Some items:
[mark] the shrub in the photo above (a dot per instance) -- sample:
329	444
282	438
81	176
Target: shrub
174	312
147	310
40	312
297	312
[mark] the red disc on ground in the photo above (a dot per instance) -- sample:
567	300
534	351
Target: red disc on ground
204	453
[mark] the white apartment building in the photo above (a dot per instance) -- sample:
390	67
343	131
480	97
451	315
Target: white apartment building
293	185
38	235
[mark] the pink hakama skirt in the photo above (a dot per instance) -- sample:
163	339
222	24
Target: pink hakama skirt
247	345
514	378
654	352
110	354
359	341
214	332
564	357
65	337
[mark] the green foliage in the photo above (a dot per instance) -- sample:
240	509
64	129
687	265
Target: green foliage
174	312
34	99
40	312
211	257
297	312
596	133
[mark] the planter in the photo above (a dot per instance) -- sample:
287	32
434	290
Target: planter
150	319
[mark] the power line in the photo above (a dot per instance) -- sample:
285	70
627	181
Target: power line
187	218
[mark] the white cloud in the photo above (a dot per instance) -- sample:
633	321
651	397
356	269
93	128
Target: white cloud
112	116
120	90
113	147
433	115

__Your goal__
Please turn every line of the items above into a Markdown table with the columns "No." and "Text", numbering each row and leaving out blank lines.

__Complete output__
| No. | Text |
|---|---|
| 1 | [mark] the shrub in the photo above (a dot per instance) -- sample: |
| 2 | 329	444 |
| 3 | 282	438 |
| 4 | 81	176 |
| 5 | Target: shrub |
| 6 | 174	312 |
| 7 | 147	310 |
| 8 | 40	312 |
| 9 | 297	312 |
| 10 | [mark] the red disc on ground in the photo above (a dot per instance) -- sample: |
| 11 | 567	300 |
| 12 | 534	351 |
| 13 | Target: red disc on ground |
| 14 | 204	453 |
| 15 | [mark] the white apartment building in the photo above (a dot per instance) -- sample: |
| 16 | 390	67 |
| 17 | 343	131 |
| 18 | 480	97 |
| 19 | 451	315 |
| 20 | Target: white apartment building |
| 21 | 293	185 |
| 22 | 38	235 |
| 23 | [mark] the pink hakama skirt in the photo above (a dot per instance) -- sample: |
| 24 | 163	339 |
| 25 | 222	24 |
| 26 | Target: pink hakama skirt |
| 27 | 247	345 |
| 28 | 514	378 |
| 29 | 654	352 |
| 30 | 110	354 |
| 31 | 359	341 |
| 32 | 214	332 |
| 33 | 564	357 |
| 34 | 65	337 |
| 35 | [mark] the green foliage in the photo above (a dot per instance) -- sample: |
| 36 | 240	509 |
| 37 | 64	129 |
| 38 | 687	265 |
| 39 | Target: green foliage |
| 40 | 174	312 |
| 41 | 34	99 |
| 42 | 40	312 |
| 43 | 211	257 |
| 44 | 297	312 |
| 45 | 596	133 |
| 46 | [mark] the planter in the photo above (a dot per instance) -- sample: |
| 47 | 287	32 |
| 48 | 434	290 |
| 49 | Target: planter |
| 50 | 150	319 |
| 51 | [mark] the power line in the photo above (a dot per instance) -- sample: |
| 52 | 285	70 |
| 53 | 627	181 |
| 54 | Target: power line |
| 55 | 187	218 |
| 56 | [mark] the white cloud in the photo above (a dot per instance) -- sample: |
| 57 | 633	321 |
| 58 | 651	397 |
| 59 | 356	269 |
| 60 | 93	128 |
| 61 | Target: white cloud |
| 62 | 112	116 |
| 63 | 120	90 |
| 64 | 113	147 |
| 65 | 433	115 |